--- start AVAILABLE RECORDS ---
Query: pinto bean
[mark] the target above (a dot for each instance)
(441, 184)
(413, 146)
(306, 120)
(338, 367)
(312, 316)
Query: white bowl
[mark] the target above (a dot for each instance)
--- end AVAILABLE RECORDS ---
### EXERCISE DIRECTIONS:
Could you output all of the items above as a numbered list, leaving out any blank lines?

### RESULT BELOW:
1. Query: pinto bean
2. [mark] the target above (a dot for each instance)
3. (441, 184)
4. (413, 146)
5. (306, 120)
6. (338, 367)
7. (312, 316)
8. Query: white bowl
9. [mark] the target above (a dot for each instance)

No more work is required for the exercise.